(Exercise objective) Examine the records and identify each line that includes the string "instance". Copy those lines.

(Information provided)
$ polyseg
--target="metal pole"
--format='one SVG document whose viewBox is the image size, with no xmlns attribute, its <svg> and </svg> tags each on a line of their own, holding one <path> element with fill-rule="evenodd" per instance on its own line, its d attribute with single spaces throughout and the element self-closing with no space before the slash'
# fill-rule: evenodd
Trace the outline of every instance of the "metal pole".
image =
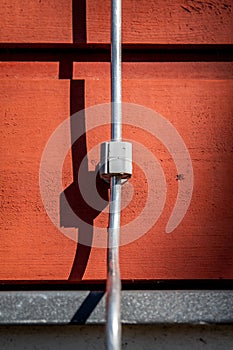
<svg viewBox="0 0 233 350">
<path fill-rule="evenodd" d="M 121 141 L 121 0 L 112 0 L 111 94 L 112 141 Z"/>
<path fill-rule="evenodd" d="M 111 121 L 112 141 L 122 138 L 121 106 L 121 0 L 112 0 L 111 40 Z M 106 305 L 106 341 L 108 350 L 121 349 L 121 280 L 119 268 L 121 177 L 110 182 L 110 217 L 108 230 L 108 277 Z"/>
</svg>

(The completed task)
--format='one SVG document whose viewBox is the image size, with no xmlns attribute, its <svg> and </svg> tags each on a line of their own, holding one <path> element with fill-rule="evenodd" per instance on its own line, its d attribute with single spaces throughout and the element self-closing with no space before the slash'
Trace the outline of every instance of the "metal pole".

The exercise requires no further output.